AUSGANGSTEXT:
Sie stellt die Welt auf den Kopf

Im Wasenwald steht jetzt die Villa Kunterbunt. Dort treibt Astrid Lindgrens Piratentochter "Pippi Langstrumpf" ihren Schabernack, flott inszeniert von Regisseur Ambrogio Vinella. Am Freitagabend war Premiere.

 

KATHRIN KIPP

 

Sie ist das bekannteste, lustigste, stärkste, unabhängigste, schlagfertigste und reichste Mädchen der Welt: Pippi, die Königin der Außenseiter, die Ikone aller Rebellen, Utopisten, Anarchisten und Punks, der Schrecken aller Supernannys. Sie macht, was sie will, stellt die Welt und die Logik auf den Kopf und mischt spießige Kaffeekränzchen auf.

 

Pippi ist der rothaarige Traum aller Kinder und frechgebliebenen Alten. Sie steht für all das, was wir alle manchmal gerne sein wollten. Die Rotzgöre flüchtet vor der Polizei, veräppelt Ganoven, führt die Fräuleins vom Waisenclub an der Nase herum, hilft den Benachteiligten und lässt sich von niemandem vereinnahmen.

 

Wo sie ist, ist was los. Und wenn ihr einer ganz dumm kommt, dann schleudert sie ihn einfach durch die Luft. Sie führt die idiotische Erwachsenenwelt vor und erzählt kunterbunte, aber unterhaltsame Lügengeschichten. Und sie hat Freunde, Haustiere und jede Menge Spaß. Aber manchmal ist sie auch ein wenig traurig, weil ihre Mutter im Himmel und der Piratenvater verschollen sind.

 

Aber auch im Reutlinger Naturtheater taucht irgendwann der Papa auf, wirbelt seine Pippi durch die Luft und singt mit seiner Piratentruppe ein Ständchen. Und so hat Regisseur Ambrogio Vinella das Märchen flott inszeniert, mit vielen Massenszenen, Gesang, Spannung und Slapstick auf mehreren Ebenen zwischen Villa Kunterbunt, Schule, Jahrmarkt und Dorfstraße (Bühne: Jolanta Slowik).

[Datenzeilen]

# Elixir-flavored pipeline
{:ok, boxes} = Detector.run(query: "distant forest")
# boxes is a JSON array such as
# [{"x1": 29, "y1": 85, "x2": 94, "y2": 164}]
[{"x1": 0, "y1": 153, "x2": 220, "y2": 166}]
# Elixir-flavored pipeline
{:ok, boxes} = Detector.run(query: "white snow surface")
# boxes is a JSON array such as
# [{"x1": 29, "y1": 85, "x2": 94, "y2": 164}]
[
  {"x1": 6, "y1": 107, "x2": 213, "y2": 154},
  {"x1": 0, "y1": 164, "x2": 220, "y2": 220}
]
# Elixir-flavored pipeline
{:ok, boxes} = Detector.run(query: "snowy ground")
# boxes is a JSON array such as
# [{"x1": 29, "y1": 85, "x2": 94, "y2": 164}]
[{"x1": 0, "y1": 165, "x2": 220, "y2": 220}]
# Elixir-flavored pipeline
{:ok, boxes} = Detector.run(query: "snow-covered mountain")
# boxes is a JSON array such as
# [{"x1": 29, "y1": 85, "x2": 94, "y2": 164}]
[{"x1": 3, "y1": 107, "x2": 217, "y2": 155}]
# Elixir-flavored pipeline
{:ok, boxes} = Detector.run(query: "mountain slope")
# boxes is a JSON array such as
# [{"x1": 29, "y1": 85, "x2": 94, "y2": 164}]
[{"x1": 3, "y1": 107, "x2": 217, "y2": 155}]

ARBEITSAUFTRAG:
Beantworte anhand der Besprechung über Pippi Langstrumpf diese Fragen:
1. Wo steht jetzt die Villa Kunterbunt?
2. Warum ist Pippi manchmal ein wenig traurig?
3. Wer ist für die Bühne verantwortlich?
Die Zeilen hängen mit der Besprechung inhaltlich nicht zusammen.

MUSTERLÖSUNG:
1. Im Wasenwald.
2. Weil ihre Mutter im Himmel und ihr Piratenvater verschollen sind.
3. Jolanta Slowik.